> **Short exercise**: Convert the records starting at the line containing "Target: white wall" and ending at the end of the records into a two-column CSV with the header text,answer, one row per record. Put each value in a single quoted field, with line breaks replaced by spaces.

> **Given records**:

○ ○ ○ ○ ○ ○ ○

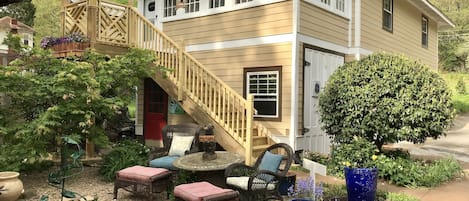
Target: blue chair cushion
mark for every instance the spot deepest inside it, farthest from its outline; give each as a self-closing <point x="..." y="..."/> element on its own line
<point x="270" y="162"/>
<point x="164" y="162"/>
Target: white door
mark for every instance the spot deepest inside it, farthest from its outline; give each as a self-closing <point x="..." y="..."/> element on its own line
<point x="318" y="67"/>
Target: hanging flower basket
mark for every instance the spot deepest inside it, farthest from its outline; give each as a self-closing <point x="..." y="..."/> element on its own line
<point x="71" y="45"/>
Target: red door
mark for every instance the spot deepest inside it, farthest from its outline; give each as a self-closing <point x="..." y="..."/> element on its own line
<point x="156" y="108"/>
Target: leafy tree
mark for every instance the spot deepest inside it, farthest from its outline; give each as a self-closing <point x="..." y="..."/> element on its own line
<point x="453" y="44"/>
<point x="52" y="98"/>
<point x="23" y="11"/>
<point x="385" y="99"/>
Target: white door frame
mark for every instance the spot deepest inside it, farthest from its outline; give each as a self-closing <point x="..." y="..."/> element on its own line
<point x="319" y="64"/>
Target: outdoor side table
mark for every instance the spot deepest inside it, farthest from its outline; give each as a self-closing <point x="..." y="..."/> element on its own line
<point x="208" y="170"/>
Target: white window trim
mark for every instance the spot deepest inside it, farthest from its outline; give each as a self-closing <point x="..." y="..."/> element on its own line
<point x="230" y="5"/>
<point x="331" y="8"/>
<point x="425" y="32"/>
<point x="276" y="94"/>
<point x="391" y="13"/>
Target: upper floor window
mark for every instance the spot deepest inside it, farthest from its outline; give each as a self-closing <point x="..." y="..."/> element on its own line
<point x="216" y="3"/>
<point x="387" y="14"/>
<point x="192" y="6"/>
<point x="242" y="1"/>
<point x="264" y="84"/>
<point x="169" y="8"/>
<point x="339" y="7"/>
<point x="424" y="31"/>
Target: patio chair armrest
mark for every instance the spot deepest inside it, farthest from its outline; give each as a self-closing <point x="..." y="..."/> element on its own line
<point x="157" y="153"/>
<point x="238" y="169"/>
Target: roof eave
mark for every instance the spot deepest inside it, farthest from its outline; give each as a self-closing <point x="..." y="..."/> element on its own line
<point x="429" y="9"/>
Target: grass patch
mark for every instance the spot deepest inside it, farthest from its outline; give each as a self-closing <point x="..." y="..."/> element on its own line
<point x="460" y="101"/>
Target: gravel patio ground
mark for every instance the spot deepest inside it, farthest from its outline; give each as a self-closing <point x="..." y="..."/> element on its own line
<point x="89" y="183"/>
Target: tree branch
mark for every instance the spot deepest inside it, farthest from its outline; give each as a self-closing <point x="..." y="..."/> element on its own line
<point x="7" y="2"/>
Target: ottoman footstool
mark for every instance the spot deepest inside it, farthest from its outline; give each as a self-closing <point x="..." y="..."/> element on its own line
<point x="142" y="180"/>
<point x="204" y="191"/>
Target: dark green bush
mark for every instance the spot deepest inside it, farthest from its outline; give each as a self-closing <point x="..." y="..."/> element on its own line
<point x="358" y="153"/>
<point x="385" y="99"/>
<point x="125" y="154"/>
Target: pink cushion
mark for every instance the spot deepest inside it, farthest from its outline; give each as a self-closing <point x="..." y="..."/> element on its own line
<point x="141" y="174"/>
<point x="199" y="190"/>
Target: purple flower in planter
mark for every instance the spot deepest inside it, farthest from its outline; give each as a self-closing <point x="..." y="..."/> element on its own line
<point x="306" y="188"/>
<point x="73" y="37"/>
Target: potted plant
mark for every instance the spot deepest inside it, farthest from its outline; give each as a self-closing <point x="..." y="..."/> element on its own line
<point x="305" y="190"/>
<point x="361" y="175"/>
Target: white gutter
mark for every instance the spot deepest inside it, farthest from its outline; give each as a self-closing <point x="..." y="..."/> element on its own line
<point x="438" y="12"/>
<point x="294" y="75"/>
<point x="357" y="28"/>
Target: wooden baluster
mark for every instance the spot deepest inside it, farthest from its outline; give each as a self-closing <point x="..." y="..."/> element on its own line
<point x="181" y="71"/>
<point x="92" y="18"/>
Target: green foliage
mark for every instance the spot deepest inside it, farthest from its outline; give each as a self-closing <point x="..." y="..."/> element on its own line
<point x="47" y="20"/>
<point x="358" y="153"/>
<point x="452" y="56"/>
<point x="400" y="197"/>
<point x="416" y="173"/>
<point x="51" y="98"/>
<point x="125" y="154"/>
<point x="23" y="11"/>
<point x="461" y="87"/>
<point x="460" y="101"/>
<point x="385" y="99"/>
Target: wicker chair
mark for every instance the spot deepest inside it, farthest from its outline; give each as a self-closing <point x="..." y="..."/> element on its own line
<point x="261" y="181"/>
<point x="185" y="133"/>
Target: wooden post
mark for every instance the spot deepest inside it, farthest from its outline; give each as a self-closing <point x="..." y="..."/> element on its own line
<point x="249" y="119"/>
<point x="63" y="14"/>
<point x="181" y="71"/>
<point x="93" y="19"/>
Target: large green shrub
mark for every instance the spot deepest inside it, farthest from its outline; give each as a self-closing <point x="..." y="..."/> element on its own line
<point x="125" y="154"/>
<point x="385" y="99"/>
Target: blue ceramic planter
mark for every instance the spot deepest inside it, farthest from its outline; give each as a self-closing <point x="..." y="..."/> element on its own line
<point x="361" y="183"/>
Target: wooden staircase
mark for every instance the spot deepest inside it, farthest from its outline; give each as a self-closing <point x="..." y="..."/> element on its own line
<point x="205" y="97"/>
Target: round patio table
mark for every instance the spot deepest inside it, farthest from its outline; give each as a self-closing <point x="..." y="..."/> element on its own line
<point x="208" y="170"/>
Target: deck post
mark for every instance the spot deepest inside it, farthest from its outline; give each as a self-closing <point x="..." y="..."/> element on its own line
<point x="93" y="19"/>
<point x="249" y="119"/>
<point x="181" y="72"/>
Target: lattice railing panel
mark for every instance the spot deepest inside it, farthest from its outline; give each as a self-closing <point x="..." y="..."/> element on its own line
<point x="76" y="18"/>
<point x="113" y="24"/>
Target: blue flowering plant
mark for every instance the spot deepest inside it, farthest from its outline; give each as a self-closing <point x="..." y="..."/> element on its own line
<point x="306" y="190"/>
<point x="73" y="37"/>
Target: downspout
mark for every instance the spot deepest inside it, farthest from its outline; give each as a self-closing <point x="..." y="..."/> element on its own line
<point x="294" y="75"/>
<point x="357" y="29"/>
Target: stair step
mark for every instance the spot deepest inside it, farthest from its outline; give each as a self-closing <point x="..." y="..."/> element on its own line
<point x="259" y="140"/>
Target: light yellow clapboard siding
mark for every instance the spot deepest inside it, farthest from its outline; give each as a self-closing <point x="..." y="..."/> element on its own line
<point x="271" y="19"/>
<point x="229" y="64"/>
<point x="319" y="23"/>
<point x="406" y="35"/>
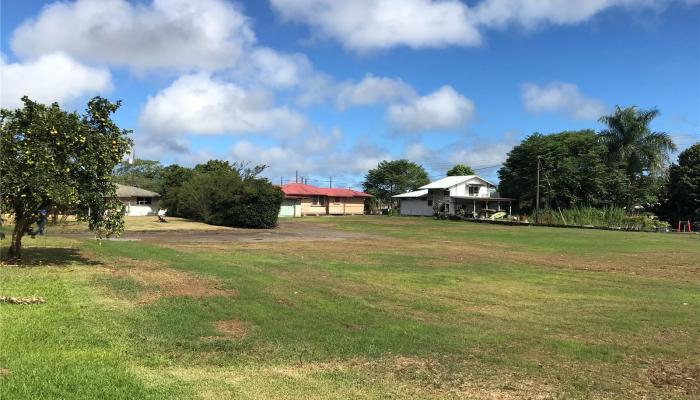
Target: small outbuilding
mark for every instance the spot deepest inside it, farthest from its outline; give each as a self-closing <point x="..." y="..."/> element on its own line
<point x="301" y="199"/>
<point x="415" y="203"/>
<point x="138" y="202"/>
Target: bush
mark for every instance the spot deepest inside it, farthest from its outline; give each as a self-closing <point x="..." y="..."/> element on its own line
<point x="611" y="217"/>
<point x="220" y="194"/>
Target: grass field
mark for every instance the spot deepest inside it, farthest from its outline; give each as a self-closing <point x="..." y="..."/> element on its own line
<point x="410" y="308"/>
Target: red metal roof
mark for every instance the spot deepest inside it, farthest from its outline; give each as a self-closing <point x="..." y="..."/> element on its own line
<point x="300" y="189"/>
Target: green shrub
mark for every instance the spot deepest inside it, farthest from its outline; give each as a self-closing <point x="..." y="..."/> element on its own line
<point x="611" y="217"/>
<point x="220" y="194"/>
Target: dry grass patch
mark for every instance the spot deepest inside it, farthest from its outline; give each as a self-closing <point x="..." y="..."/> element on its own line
<point x="233" y="328"/>
<point x="676" y="376"/>
<point x="389" y="377"/>
<point x="452" y="253"/>
<point x="158" y="281"/>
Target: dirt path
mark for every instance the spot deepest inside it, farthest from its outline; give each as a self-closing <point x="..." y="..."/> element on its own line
<point x="286" y="231"/>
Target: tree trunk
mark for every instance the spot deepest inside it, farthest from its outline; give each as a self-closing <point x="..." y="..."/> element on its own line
<point x="15" y="252"/>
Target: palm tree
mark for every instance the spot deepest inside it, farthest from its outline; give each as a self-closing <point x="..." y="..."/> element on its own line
<point x="631" y="144"/>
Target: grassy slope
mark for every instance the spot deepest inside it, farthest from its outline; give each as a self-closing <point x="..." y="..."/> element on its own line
<point x="422" y="308"/>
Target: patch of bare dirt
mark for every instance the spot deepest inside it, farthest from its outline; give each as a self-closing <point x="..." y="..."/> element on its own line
<point x="675" y="376"/>
<point x="158" y="281"/>
<point x="233" y="328"/>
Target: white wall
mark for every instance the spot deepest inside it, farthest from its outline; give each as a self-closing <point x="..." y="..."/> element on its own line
<point x="416" y="207"/>
<point x="141" y="210"/>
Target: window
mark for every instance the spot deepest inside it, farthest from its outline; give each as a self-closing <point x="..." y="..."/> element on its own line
<point x="318" y="200"/>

○ ○ ○ ○ ○ ○ ○

> **Exercise result**:
text,answer
"Target: white wall mark for every instance the spot deepest inside it, farthest from its outline; give each as a self-closing <point x=""..."" y=""...""/> element on its own line","<point x=""416"" y=""207""/> <point x=""141"" y=""210""/>"
"Target: window mark for every instance the spot deepest inside it, farthest from its outline; give each as a self-closing <point x=""..."" y=""...""/> element on its own line","<point x=""318"" y=""200""/>"